* _ПРИВЕДЁННЫЙ ОТРЫВОК_:
================================

Но, как ни странно, именно этот период открывает возможность реальной социологии.
В моменты взвинченности, напряженности, страха или, напротив, патриотического энтузиазма почва слишком горяча, чтобы измерять и описывать ее состояние.
Все спрессовано. Люди подхвачены потоком событий, их суждения диктуются первичными, нерациональными импульсами либо давлением окружения. Возникает то, что в социологии обозначено как «спираль молчания»: отдельный человек ориентируется на позицию большинства (или на позицию близких ему людей), предпочитает не противопоставлять себя среде, солидаризуется с ней и, таким образом, еще больше усиливает диктатуру общего мнения.
В подобные периоды социологи фиксируют крайне низкий response rate — уровень готовности респондентов отвечать на вопросы. И дело не только в боязни или недоверии к полевым анкетерам, которые задают слишком горячие вопросы (хотя это тоже есть).
На творческом вечере в Московской государственной картинной галерее народного художника СССР А.М. Шилова, 18 мая 2022 года
Roman Denisov / Global Look Press
Ситуация чересчур подвижна для вербальной фиксации, в сознании обывателя сталкиваются диаметрально противоположные оценки, фобии разной природы (от ядерной войны до экономического коллапса), надежды и сомнения. Известный политолог Михаил Виноградов острит по этому поводу: «В головах граждан борются два страха — страх поражения и страх победы». И то, и другое несет риск неизвестности.

================================

* _УСЛОВИЯ ЗАДАНИЯ_: Пожалуйста, перепишите без изменений часть приведённого выше отрывка о социологии, начиная со слов «В моменты взвинченности, напряженности, страха» и продолжая до слов «описывать ее состояние.» включительно.

* _ДАННЫЕ_:
================================

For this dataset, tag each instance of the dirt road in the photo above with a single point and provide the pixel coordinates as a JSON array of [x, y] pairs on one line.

================================

* _ПИСЬМЕННЫЙ ОТВЕТ_:
В моменты взвинченности, напряженности, страха или, напротив, патриотического энтузиазма почва слишком горяча, чтобы измерять и описывать ее состояние.